**LISTING**
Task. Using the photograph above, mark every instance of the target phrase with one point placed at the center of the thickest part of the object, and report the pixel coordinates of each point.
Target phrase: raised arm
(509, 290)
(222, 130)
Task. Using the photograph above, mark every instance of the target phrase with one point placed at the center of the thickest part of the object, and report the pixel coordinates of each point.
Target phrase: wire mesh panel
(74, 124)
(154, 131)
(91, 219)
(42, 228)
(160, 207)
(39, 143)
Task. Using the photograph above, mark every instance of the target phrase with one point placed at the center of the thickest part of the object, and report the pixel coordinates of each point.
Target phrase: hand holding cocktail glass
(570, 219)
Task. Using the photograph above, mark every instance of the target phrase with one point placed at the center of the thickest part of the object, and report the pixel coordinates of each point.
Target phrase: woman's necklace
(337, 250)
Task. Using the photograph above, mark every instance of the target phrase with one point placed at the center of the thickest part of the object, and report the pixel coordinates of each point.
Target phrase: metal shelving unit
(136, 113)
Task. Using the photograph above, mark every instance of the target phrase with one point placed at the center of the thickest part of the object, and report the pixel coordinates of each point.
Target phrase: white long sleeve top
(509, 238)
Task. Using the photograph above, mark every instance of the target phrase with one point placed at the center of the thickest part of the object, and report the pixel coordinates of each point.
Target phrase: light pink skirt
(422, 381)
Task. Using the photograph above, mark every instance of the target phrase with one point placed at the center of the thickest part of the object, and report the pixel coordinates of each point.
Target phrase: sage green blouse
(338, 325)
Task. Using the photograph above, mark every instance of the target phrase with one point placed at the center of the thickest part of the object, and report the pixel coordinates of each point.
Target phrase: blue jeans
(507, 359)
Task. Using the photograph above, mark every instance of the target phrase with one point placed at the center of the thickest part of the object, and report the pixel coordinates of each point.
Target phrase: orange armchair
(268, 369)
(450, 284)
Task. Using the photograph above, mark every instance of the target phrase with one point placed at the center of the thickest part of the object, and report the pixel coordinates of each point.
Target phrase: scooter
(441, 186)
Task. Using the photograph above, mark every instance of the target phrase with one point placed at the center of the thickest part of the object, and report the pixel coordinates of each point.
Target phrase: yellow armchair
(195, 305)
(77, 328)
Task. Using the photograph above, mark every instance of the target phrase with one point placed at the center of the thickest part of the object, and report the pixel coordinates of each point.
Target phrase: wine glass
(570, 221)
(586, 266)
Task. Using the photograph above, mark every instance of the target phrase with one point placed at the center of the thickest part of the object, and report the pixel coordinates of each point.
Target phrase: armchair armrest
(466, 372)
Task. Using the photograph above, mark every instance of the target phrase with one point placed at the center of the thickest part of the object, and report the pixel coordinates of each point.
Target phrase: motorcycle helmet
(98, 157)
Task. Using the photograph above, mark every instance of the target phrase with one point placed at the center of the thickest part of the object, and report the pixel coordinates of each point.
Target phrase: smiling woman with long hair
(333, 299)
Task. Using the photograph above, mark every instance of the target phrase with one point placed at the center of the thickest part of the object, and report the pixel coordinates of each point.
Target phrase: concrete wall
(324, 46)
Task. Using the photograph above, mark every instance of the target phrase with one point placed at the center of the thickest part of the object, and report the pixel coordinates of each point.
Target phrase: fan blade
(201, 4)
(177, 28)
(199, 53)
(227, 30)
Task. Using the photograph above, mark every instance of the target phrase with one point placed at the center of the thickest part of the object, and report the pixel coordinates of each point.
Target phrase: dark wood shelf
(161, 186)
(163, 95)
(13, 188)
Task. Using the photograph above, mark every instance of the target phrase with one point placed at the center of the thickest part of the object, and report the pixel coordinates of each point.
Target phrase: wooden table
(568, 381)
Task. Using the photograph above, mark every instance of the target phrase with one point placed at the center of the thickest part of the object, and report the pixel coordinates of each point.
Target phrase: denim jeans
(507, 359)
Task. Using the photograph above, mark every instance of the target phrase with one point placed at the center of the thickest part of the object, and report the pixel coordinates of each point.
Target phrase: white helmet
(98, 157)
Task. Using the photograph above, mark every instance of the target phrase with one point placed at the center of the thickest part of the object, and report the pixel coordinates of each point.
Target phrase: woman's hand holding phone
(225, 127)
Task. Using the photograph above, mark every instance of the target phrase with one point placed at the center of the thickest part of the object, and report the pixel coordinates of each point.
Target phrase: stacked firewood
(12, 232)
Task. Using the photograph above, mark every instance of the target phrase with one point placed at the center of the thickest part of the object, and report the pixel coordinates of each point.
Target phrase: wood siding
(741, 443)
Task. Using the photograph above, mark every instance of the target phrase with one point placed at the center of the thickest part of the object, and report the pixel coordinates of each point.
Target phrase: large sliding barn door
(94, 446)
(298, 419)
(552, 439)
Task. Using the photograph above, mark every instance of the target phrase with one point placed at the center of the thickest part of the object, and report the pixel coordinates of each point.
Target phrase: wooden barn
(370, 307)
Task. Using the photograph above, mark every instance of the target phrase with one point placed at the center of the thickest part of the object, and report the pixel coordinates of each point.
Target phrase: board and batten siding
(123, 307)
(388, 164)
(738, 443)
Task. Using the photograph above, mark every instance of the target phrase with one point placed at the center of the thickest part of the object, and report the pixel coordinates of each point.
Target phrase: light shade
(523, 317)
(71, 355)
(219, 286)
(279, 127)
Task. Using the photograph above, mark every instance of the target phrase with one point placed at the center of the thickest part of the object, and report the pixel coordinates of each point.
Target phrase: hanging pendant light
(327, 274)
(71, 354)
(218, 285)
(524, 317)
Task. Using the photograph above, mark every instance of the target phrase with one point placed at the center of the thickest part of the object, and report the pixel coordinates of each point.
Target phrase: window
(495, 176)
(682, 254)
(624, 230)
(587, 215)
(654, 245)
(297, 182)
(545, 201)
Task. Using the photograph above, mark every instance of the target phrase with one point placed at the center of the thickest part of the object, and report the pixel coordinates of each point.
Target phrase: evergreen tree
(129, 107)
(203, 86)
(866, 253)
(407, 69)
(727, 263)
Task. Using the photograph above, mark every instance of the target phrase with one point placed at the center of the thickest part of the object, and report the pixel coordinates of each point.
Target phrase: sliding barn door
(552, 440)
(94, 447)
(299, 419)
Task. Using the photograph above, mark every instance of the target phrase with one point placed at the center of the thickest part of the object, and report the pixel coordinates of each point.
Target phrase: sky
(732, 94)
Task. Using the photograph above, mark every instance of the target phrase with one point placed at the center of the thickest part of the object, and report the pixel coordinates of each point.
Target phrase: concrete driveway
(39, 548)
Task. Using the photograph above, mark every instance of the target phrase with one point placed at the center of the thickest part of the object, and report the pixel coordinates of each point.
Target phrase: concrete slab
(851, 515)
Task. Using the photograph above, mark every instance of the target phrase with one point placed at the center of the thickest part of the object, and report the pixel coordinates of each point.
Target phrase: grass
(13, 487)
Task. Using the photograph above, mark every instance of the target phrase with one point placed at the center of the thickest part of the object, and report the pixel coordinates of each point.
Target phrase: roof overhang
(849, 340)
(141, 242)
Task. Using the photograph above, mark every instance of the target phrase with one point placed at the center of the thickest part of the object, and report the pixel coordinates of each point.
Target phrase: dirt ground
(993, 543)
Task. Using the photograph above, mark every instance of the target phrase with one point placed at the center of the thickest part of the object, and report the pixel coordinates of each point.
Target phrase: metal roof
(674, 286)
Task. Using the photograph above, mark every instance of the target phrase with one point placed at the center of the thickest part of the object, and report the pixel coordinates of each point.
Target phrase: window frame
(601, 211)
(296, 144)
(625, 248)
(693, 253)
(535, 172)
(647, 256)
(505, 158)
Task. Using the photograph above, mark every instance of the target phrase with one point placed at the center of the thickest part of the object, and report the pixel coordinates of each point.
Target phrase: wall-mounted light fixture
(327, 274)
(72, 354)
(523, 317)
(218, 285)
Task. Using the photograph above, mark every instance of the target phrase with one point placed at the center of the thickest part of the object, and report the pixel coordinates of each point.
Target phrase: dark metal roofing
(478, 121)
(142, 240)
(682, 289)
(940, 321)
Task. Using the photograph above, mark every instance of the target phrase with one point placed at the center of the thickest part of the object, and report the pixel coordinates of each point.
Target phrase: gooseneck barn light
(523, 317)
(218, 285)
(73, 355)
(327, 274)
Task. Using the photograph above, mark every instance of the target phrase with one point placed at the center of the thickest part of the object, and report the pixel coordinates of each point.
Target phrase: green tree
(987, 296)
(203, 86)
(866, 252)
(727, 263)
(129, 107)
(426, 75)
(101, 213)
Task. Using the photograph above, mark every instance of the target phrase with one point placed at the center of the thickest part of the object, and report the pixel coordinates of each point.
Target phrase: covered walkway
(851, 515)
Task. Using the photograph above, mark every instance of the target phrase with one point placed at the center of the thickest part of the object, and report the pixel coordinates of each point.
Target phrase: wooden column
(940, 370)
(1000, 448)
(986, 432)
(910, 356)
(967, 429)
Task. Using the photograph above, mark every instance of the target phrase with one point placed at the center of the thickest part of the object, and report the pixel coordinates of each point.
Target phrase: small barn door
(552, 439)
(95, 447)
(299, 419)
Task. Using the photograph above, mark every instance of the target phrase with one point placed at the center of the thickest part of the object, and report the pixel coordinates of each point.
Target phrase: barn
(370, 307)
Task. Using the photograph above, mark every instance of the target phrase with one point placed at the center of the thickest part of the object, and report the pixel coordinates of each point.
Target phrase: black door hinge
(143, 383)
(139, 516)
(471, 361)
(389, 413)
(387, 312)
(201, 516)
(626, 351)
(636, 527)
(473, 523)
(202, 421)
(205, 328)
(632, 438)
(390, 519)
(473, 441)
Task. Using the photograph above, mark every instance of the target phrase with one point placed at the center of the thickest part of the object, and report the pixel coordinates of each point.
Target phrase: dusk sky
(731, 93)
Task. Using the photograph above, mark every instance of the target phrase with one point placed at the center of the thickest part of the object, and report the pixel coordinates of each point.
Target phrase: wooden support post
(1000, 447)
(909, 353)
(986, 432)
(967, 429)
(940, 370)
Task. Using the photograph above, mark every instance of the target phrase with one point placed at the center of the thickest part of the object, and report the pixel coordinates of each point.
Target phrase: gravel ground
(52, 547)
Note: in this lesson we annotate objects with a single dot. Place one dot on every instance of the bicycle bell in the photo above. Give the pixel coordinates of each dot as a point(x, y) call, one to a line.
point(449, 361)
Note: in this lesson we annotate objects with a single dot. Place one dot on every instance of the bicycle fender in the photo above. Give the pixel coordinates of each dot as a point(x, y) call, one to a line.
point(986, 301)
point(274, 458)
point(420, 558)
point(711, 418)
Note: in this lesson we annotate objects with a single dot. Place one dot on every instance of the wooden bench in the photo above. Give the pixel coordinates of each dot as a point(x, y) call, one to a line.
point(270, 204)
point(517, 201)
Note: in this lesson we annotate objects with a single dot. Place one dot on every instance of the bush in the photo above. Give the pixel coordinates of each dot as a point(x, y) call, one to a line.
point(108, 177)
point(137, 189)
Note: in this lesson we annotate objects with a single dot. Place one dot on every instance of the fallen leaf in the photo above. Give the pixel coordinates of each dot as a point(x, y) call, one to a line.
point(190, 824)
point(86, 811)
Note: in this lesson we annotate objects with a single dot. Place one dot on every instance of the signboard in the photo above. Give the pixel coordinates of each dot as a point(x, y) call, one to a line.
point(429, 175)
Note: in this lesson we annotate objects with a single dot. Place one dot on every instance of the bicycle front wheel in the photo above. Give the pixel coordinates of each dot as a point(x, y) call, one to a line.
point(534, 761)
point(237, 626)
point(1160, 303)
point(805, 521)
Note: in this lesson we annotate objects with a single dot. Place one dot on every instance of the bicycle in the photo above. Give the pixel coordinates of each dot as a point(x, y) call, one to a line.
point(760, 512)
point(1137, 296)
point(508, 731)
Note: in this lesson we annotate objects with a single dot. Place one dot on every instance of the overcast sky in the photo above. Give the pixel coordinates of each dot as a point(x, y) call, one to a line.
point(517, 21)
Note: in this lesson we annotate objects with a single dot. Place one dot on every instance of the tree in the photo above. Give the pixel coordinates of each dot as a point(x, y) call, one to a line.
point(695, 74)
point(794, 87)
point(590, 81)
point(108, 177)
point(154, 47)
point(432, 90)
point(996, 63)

**INSTRUCTION**
Pull out every line from the one with "of the bush" to the end of the listing, and output only those.

**TASK RESPONSE**
Note: in this lesson we annotate objects with a single dot. Place one dot on every instance of the bush in the photo above. Give the pixel coordinates of each dot as a point(x, y) call, one to a line.
point(108, 177)
point(137, 189)
Note: in this lesson we annotate objects with a single dot. Place one dot on every instance of the fallen leaf in the photo above. Give the pixel coordinates of each dot as a point(x, y) call, one to a line.
point(190, 824)
point(86, 811)
Note: in this lesson we annotate objects with a single dot. Place one dot on every instance of the signboard in the photo above. Give the pixel coordinates of each dot as a point(x, y) call, one to a line.
point(429, 175)
Note: in this lesson we annotate objects with a single dot. Place one dot on every instance of the bicycle front wheel in the photo above. Give the pixel coordinates of each dot as a point(x, y) call, one to a line.
point(534, 761)
point(237, 626)
point(1160, 303)
point(805, 521)
Note: in this lesson we annotate objects with a single dot. Place one dot on every instance of the bicycle in the photo above. Give the pixel coordinates of each dot as a point(x, y) call, one to a line.
point(760, 512)
point(1137, 296)
point(508, 731)
Note: in this lesson we annotate objects with a single dot. Place one dot on every instance of the overcast sky in the photo above. Give the pixel coordinates of each dot as a point(x, y) call, one to a line.
point(517, 21)
Note: in this lesson we annotate objects with a single dot. Place one dot on every instance of the tree in the photo above. Give the pixel coordinates of each dot as a point(x, y) call, one to a line.
point(695, 74)
point(794, 87)
point(590, 81)
point(108, 177)
point(154, 47)
point(432, 90)
point(996, 63)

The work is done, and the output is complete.